### [Task details]
Copy the records below line for line, without the pictures.

Region annotation entries:
>> BEGIN

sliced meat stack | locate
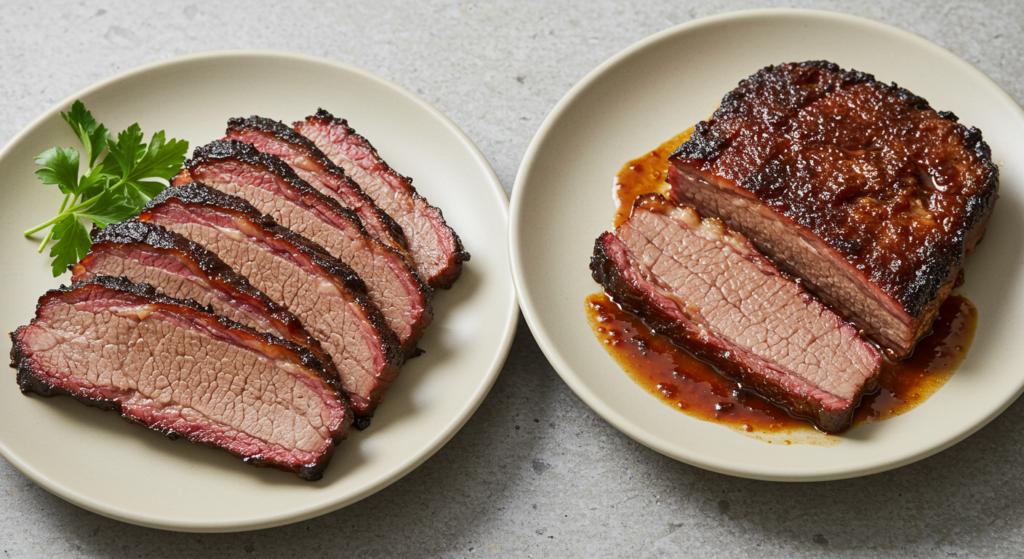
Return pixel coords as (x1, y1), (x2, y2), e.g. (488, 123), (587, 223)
(295, 109), (469, 289)
(183, 140), (432, 355)
(591, 195), (882, 432)
(227, 117), (413, 259)
(72, 221), (338, 370)
(670, 61), (998, 357)
(138, 183), (403, 418)
(11, 276), (351, 479)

>> END

### [Result for this task]
sliced meat stack | locate
Return pixel coords as (x1, y1), (x2, y2), e.g. (488, 123), (587, 223)
(295, 109), (469, 289)
(183, 140), (432, 355)
(591, 195), (882, 432)
(227, 117), (413, 259)
(72, 221), (338, 370)
(670, 61), (998, 357)
(138, 183), (403, 418)
(11, 276), (351, 479)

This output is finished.